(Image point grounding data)
• • • • •

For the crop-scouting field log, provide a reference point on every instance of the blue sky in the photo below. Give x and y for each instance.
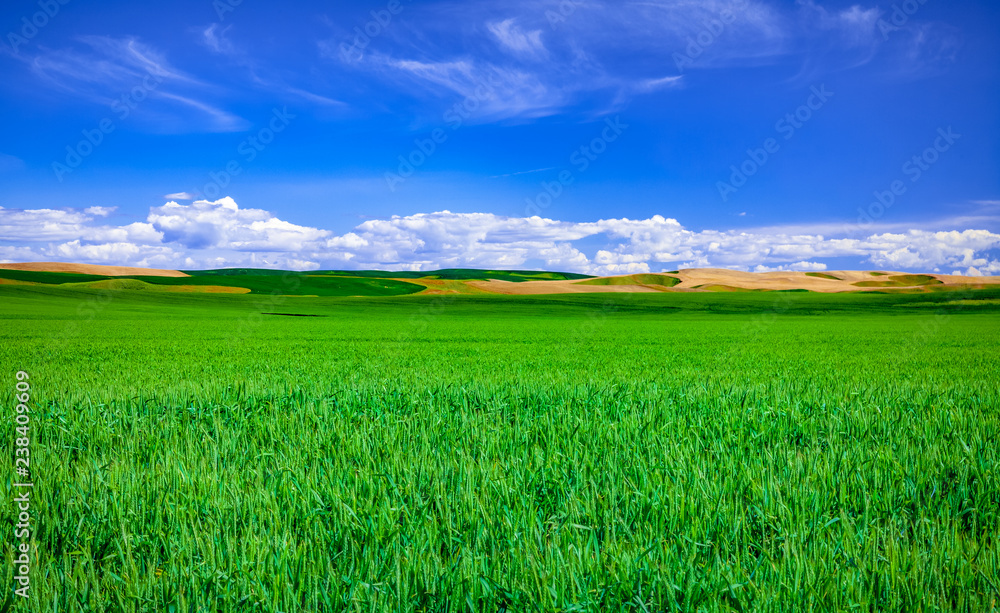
(603, 137)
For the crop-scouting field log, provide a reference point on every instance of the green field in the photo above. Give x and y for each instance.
(617, 452)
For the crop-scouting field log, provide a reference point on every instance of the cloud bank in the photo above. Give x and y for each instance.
(220, 234)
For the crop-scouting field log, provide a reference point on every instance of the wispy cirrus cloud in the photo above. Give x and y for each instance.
(220, 233)
(445, 50)
(124, 73)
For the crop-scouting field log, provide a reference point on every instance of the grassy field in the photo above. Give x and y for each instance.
(621, 452)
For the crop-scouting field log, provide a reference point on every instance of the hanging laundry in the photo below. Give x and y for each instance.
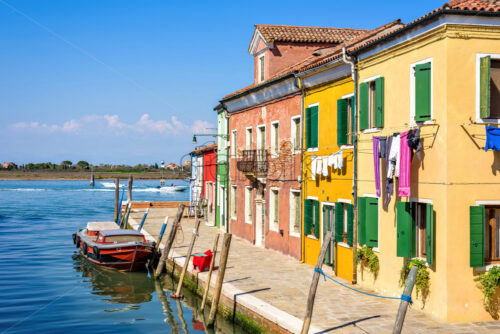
(492, 139)
(414, 142)
(376, 164)
(404, 166)
(389, 187)
(383, 142)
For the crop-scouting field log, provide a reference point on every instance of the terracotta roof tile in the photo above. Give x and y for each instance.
(283, 33)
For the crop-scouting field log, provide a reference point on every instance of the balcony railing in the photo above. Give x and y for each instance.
(253, 162)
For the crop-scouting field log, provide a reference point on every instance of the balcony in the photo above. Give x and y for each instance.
(253, 163)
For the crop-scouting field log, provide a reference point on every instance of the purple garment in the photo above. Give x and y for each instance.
(389, 187)
(376, 165)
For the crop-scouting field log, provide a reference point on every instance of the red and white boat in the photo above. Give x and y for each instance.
(104, 243)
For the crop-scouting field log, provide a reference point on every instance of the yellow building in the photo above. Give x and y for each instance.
(426, 76)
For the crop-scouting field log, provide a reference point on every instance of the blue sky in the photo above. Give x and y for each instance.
(129, 81)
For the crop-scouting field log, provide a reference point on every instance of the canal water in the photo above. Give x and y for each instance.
(46, 287)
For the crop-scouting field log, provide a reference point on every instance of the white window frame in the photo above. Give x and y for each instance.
(412, 91)
(274, 150)
(249, 137)
(248, 204)
(478, 88)
(292, 214)
(261, 76)
(294, 135)
(272, 224)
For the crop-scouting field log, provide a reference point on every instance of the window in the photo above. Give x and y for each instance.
(421, 91)
(311, 218)
(368, 221)
(261, 68)
(415, 230)
(248, 205)
(296, 133)
(249, 138)
(489, 87)
(345, 122)
(371, 104)
(233, 143)
(275, 138)
(294, 212)
(312, 126)
(234, 201)
(344, 222)
(274, 209)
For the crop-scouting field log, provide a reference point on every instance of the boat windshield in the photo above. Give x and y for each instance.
(123, 238)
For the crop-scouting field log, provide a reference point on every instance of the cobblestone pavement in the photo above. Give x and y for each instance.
(284, 282)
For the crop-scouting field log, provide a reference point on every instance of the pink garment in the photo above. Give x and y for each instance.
(404, 166)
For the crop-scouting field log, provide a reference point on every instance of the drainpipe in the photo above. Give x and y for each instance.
(352, 61)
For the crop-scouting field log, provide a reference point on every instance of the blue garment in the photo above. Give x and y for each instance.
(492, 139)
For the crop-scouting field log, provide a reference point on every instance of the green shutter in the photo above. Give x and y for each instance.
(314, 126)
(404, 229)
(350, 224)
(379, 102)
(362, 220)
(484, 82)
(342, 122)
(477, 221)
(363, 106)
(308, 127)
(371, 222)
(423, 92)
(429, 233)
(308, 215)
(339, 221)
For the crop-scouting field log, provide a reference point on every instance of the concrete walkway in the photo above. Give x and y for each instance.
(276, 286)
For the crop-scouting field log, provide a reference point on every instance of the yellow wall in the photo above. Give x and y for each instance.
(339, 183)
(451, 167)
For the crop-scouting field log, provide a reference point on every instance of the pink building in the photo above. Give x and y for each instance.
(265, 137)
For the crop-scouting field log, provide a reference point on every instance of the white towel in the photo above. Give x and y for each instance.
(325, 166)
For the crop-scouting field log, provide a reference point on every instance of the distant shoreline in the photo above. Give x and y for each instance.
(81, 175)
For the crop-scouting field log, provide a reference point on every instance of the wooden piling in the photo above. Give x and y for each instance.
(178, 293)
(403, 306)
(314, 284)
(170, 241)
(226, 243)
(212, 263)
(117, 198)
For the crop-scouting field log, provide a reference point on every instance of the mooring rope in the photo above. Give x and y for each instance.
(325, 276)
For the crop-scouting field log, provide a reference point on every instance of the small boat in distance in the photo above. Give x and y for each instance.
(104, 243)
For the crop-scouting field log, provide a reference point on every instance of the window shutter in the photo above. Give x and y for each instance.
(429, 233)
(362, 220)
(342, 122)
(379, 102)
(314, 126)
(423, 92)
(307, 216)
(308, 127)
(350, 223)
(363, 106)
(339, 221)
(316, 219)
(404, 229)
(371, 222)
(484, 83)
(477, 221)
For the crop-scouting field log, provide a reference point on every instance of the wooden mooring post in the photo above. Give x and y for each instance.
(403, 306)
(178, 293)
(226, 243)
(170, 241)
(212, 264)
(117, 199)
(314, 284)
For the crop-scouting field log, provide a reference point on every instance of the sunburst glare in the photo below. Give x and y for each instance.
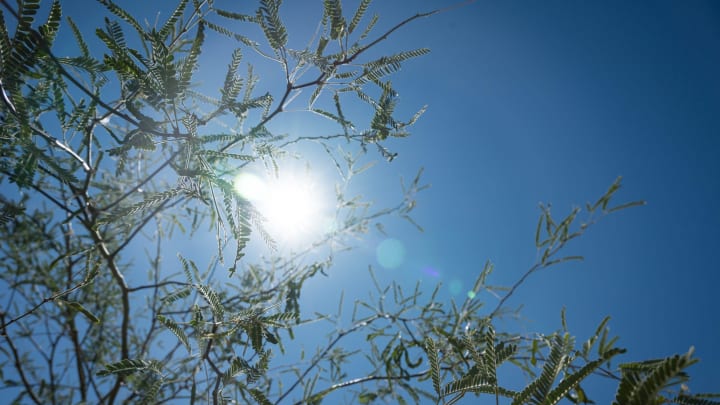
(293, 203)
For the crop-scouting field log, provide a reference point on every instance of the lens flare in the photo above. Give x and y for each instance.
(292, 204)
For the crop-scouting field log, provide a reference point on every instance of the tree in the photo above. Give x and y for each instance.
(109, 154)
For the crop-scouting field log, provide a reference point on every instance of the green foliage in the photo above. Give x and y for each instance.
(118, 148)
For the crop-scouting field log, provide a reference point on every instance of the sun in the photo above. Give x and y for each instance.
(293, 204)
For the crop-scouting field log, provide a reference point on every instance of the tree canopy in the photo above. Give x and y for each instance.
(113, 152)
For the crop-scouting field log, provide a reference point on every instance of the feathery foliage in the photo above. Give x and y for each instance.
(115, 151)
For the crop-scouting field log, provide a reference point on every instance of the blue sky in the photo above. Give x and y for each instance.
(549, 102)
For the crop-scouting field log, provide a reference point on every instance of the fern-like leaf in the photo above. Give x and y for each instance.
(170, 23)
(233, 83)
(176, 330)
(333, 10)
(538, 389)
(126, 367)
(359, 13)
(190, 63)
(212, 298)
(269, 17)
(571, 381)
(120, 12)
(50, 28)
(434, 364)
(634, 389)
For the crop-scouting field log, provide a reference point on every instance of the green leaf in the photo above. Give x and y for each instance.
(429, 346)
(126, 367)
(269, 17)
(76, 306)
(333, 9)
(359, 13)
(571, 381)
(176, 330)
(170, 23)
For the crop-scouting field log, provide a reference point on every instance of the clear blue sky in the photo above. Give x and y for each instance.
(551, 101)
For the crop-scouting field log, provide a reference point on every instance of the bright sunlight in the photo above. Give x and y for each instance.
(292, 203)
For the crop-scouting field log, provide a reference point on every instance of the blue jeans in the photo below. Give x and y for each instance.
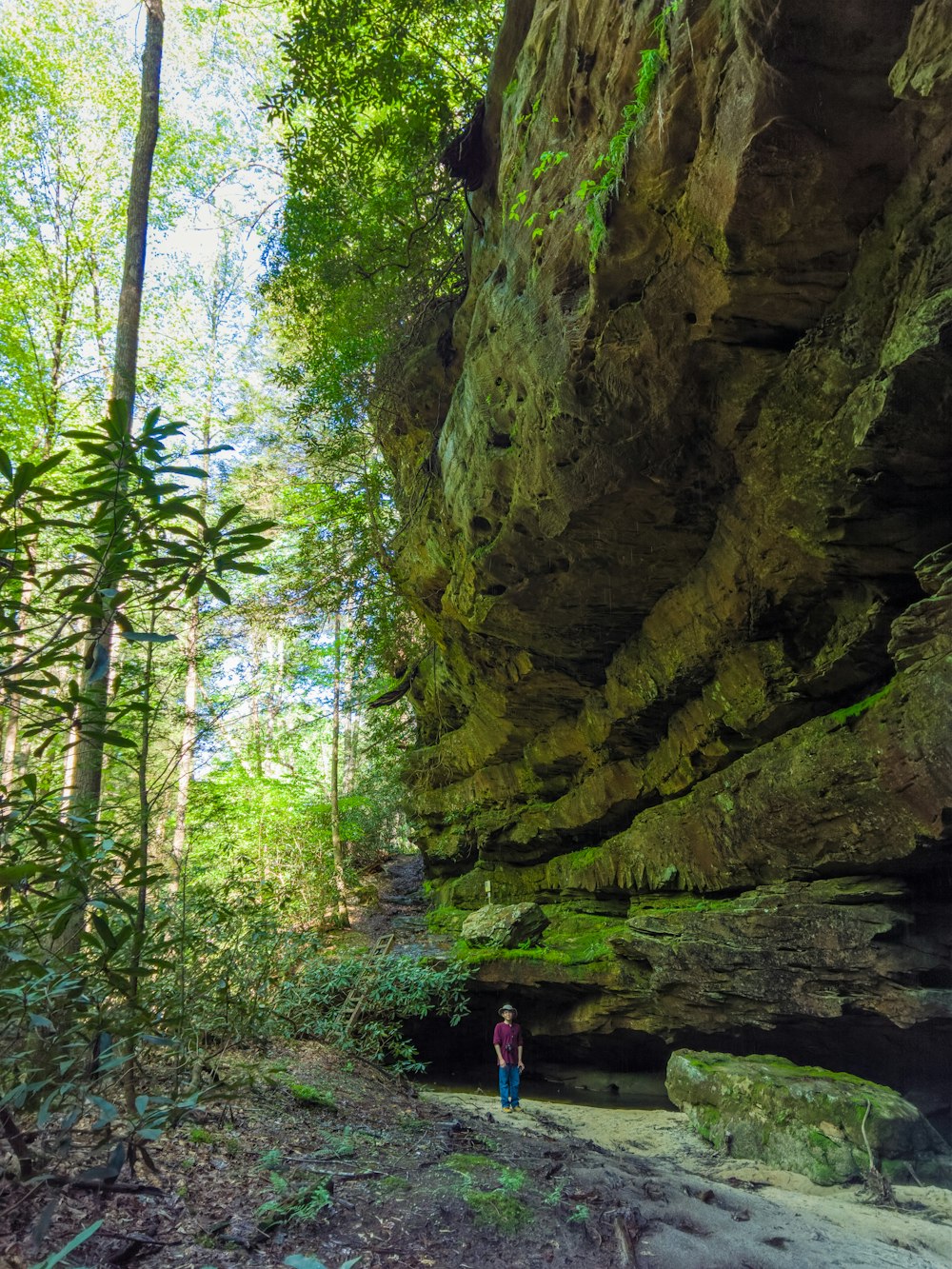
(509, 1085)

• • • • •

— About this exercise —
Every record is to be restated word for word, with the pictures left out.

— Task output —
For the crop-scouting field log, provide a reference point on every instance of the blue sky in the photo below. Give x and y for each instance.
(603, 137)
For the crop-scouting field log, provide a reference point on every instance of the green field in the photo above. Give x and y for each instance.
(617, 452)
For the crop-scouting field log, provide a reference point on every instance of the cloud bank in the photo above. Give x and y for each instance.
(220, 234)
For the crop-scouting field log, provide a reference point on every instance of the wispy cirrus cloud in the photo above. Give x and y for each instance.
(220, 233)
(445, 50)
(124, 73)
For the crop-scouting field log, provide a reference point on every instance of the grassy field in the photo above. Give x and y for each instance.
(621, 452)
For the crop-scouting field log, provide a reference point on every instance of the hanging laundry in the photo below. Give x and y for each instance.
(492, 139)
(414, 142)
(376, 164)
(404, 166)
(389, 187)
(383, 142)
For the crop-scouting field log, provide a reference point on every instance of the terracotta roof tile in the photo above. Give x and y for each instance.
(283, 33)
For the crop-scouting field log, provide a reference point on every instance of the balcony railing in the photo above. Give x and y for each instance.
(253, 162)
For the crop-scouting field log, provide a reference point on every instance of the balcony in the photo above. Give x and y for each instance.
(253, 163)
For the crop-scouting field log, provide a reference point on every instance of the purple garment in the photo above. Give x and y for each instance.
(389, 187)
(376, 165)
For the crop-scouting field log, provide a reference point on every instance of the red and white boat in the photo above. Give x and y for each instance.
(104, 243)
For the crop-scouting field log, provide a reference point on every instance of the yellow building in the photo above. Give x and y for each instance.
(426, 76)
For the crop-scouting field log, provide a reference point on every instance of the blue sky in the photo above. Give x and y for each instance.
(129, 81)
For the crop-scouting field log, provide a reference point on every instance of the canal water in the photo above. Give x and y for each instance.
(46, 287)
For the crop-scouting field log, provide a reference point on every instance of the white window frame in the photo above. Give x and y for each instance.
(412, 91)
(274, 150)
(249, 137)
(248, 204)
(478, 88)
(292, 214)
(261, 76)
(294, 135)
(272, 224)
For the crop-scouting field log, provide a reference point on every instance of the window in the photo above. Give x and y for each instance.
(421, 91)
(311, 218)
(368, 221)
(261, 68)
(415, 230)
(248, 205)
(296, 133)
(249, 138)
(489, 87)
(345, 122)
(371, 104)
(233, 143)
(275, 138)
(294, 212)
(312, 126)
(234, 201)
(344, 222)
(274, 209)
For the crop-scouting field log, provide a reference point on every instance of the boat windshield in the photo above. Give x and y for each instance.
(123, 238)
For the crop-scouting field log, provide a reference point on every instance of the cobblestone pavement in the photo above. Give x and y for each instance.
(284, 282)
For the crop-scouting field log, provide a reference point on every instance of the pink garment in the photo above. Give x and y for each instance.
(404, 166)
For the crop-scouting field log, provide a reference point on every instance of the drainpipe in the photo above. Give x and y for each instance.
(352, 61)
For the crop-scouting field log, provide a reference point on every instance of the blue garment in the photo above. Give x and y for each instance.
(492, 139)
For the crop-scouting field log, provide a reference point on every instance of the green shutter in the photo above. Give x and y for each instance.
(314, 126)
(404, 229)
(350, 224)
(379, 102)
(362, 220)
(484, 82)
(342, 122)
(477, 221)
(363, 106)
(308, 127)
(371, 222)
(423, 92)
(429, 233)
(308, 215)
(339, 221)
For the crop-scouting field log, provide a reference point on every instance of the concrete walkway in the photo above. Give x and y for each instance.
(276, 286)
For the crop-scouting field log, provide a reference point on every instance of the yellow wall in the photo above. Give x and y for each instance.
(339, 183)
(451, 167)
For the crop-scouting field log, provide a reference point on every instance of the pink building in the photo above. Give x and y for each instance.
(265, 137)
For the crop-scouting field log, provide a reference point on every instance of the white towel in the photo above. Give x and y for each instance.
(325, 166)
For the crop-scouting field log, provide a reference point on every instance of the distant shoreline in the photo above. Give x and y for each instance.
(81, 175)
For the crop-scouting field log, provide a reference point on every instance of the wooden piling in the photo above. Give x and y for each instance.
(178, 293)
(403, 306)
(314, 284)
(170, 241)
(226, 243)
(212, 263)
(117, 198)
For the crop-scouting field log, provide a reference point on every instance of the mooring rope in the photo above. Give x and y for each instance.
(325, 276)
For the crop-scouting field log, provide a reference point on every instance of the small boat in distance in the photo above. Give x and y for each instance.
(104, 243)
For the crop-scouting field log, provide a reference point on every instance of the window shutter in the photo above. Give x and y for each instance.
(429, 233)
(362, 220)
(342, 122)
(379, 102)
(314, 126)
(423, 92)
(307, 216)
(308, 127)
(350, 223)
(363, 106)
(339, 221)
(316, 219)
(404, 229)
(371, 222)
(484, 83)
(477, 221)
For the crop-scouting field log, provide a reference point on every instance of the wooden mooring post in the photo above. Give x and y for each instance.
(403, 306)
(178, 293)
(226, 243)
(170, 241)
(212, 264)
(117, 199)
(314, 284)
For the crop-scouting field log, provide a reference point on every instance of the sunburst glare in the photo below. Give x and y for each instance.
(293, 203)
For the crop-scouting field log, provide a reference point on every instance of the lens flare in the photo above. Give x and y for each instance.
(292, 204)
For the crop-scouting field log, provide a reference point on every instance of the tree in the photo above. Give x and y for each instance.
(109, 154)
For the crop-scouting field log, provide a reference point on every instance of the green foliage in the photo above. Give x and y for each instance.
(118, 148)
For the crop-scouting field log, provide a reference point on every instance of the sun in the photo above. Give x and y for each instance.
(293, 204)
For the crop-scouting field log, provide a reference point on every instance of the tree canopy in the photo above. Give x and y for each instance.
(113, 152)
For the crop-scouting field log, provide a reference point on every instance of the feathery foliage in the photo above. Give x and y for each instance.
(115, 151)
For the crop-scouting field log, provide a reference point on every instance of the blue sky in the photo above. Give x and y for each instance.
(549, 102)
For the crop-scouting field log, provide a reference point on every instance of the fern-like leaf in the photo above. Give x and y for each instance.
(170, 23)
(233, 83)
(176, 330)
(333, 10)
(538, 389)
(126, 367)
(359, 13)
(190, 63)
(212, 298)
(269, 17)
(571, 381)
(120, 12)
(50, 28)
(434, 364)
(634, 389)
For the crop-scouting field log, provide a reference point on every instance of the green leaf in the photo above. Give x and y for each instance.
(429, 346)
(126, 367)
(269, 17)
(76, 306)
(333, 9)
(359, 13)
(571, 381)
(176, 330)
(170, 23)
For the crop-scouting field log, provide a reference point on every instance of the clear blue sky in the photo above. Give x and y for each instance.
(551, 101)
For the crop-scouting field log, provide a reference point on every instance of the bright sunlight in the photo above. Give x and y for each instance.
(292, 203)
For the crop-scouting field log, provide a reference point on every instance of the blue jeans in the photo below. Give x and y for each instance.
(509, 1085)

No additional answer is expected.